═══ INPUT FOR THIS TASK
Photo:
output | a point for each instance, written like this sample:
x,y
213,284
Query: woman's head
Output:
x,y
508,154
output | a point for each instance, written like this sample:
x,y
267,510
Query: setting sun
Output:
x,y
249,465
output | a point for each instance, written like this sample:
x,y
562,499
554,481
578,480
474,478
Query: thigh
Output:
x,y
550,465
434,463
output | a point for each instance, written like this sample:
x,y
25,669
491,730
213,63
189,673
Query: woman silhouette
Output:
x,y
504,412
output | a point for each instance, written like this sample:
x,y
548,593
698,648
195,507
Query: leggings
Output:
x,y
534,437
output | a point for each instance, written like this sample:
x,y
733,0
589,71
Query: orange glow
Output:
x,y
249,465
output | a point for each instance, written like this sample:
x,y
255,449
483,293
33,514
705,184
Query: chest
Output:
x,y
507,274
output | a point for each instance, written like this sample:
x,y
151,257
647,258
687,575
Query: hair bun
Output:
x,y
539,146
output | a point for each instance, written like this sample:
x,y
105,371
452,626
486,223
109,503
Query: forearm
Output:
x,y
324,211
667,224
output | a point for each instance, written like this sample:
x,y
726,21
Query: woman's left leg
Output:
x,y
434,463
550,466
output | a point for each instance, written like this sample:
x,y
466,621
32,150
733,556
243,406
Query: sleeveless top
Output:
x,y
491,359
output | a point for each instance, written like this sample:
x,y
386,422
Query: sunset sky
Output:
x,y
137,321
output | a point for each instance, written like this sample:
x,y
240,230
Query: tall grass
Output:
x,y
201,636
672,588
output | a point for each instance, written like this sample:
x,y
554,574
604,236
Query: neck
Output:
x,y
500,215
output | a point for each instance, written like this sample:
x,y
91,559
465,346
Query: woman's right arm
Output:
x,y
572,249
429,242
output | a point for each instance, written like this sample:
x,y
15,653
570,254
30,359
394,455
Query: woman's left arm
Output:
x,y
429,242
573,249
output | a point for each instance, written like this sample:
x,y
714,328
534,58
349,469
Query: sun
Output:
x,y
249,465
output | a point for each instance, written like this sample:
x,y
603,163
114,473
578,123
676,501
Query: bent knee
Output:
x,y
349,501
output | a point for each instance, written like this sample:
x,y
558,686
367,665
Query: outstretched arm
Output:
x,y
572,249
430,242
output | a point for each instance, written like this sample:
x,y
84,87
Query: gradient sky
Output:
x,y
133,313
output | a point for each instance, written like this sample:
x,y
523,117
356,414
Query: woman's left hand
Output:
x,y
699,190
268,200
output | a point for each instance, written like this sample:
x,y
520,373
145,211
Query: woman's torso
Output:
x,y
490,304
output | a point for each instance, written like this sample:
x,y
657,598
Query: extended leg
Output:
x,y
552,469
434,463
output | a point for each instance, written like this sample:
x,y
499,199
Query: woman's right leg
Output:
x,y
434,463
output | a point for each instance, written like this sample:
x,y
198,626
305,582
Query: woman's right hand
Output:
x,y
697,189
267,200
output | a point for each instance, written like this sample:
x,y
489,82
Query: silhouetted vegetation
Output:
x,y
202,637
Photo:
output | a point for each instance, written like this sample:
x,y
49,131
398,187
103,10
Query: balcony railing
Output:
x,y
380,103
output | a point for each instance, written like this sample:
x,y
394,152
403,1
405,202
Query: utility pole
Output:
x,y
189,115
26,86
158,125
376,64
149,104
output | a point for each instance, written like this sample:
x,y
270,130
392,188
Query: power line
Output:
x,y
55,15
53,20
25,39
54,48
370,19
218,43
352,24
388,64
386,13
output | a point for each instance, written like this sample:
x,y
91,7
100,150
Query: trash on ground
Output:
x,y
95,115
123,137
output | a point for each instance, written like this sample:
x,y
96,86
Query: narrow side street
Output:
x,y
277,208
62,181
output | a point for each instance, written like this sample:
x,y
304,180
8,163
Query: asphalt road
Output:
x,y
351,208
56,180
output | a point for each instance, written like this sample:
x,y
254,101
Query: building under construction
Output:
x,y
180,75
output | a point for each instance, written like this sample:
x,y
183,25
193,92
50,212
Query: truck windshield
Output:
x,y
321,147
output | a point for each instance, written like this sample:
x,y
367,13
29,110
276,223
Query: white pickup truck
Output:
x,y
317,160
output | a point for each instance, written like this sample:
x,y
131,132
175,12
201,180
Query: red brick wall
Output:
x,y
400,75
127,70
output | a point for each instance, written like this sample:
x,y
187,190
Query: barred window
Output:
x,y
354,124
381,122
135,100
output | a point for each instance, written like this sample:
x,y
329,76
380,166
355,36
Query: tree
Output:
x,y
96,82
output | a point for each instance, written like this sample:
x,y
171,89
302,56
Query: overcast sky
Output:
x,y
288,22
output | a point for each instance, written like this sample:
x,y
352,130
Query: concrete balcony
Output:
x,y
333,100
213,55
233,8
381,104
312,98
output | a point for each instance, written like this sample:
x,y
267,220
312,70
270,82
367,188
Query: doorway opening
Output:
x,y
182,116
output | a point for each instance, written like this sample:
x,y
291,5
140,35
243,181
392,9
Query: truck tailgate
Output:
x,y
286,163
══════
▶ [ACTIVITY]: Using the listing above, state the count of lines that include "woman" and nothing else.

▶ [OUTPUT FOR THIS EXERCISE]: 9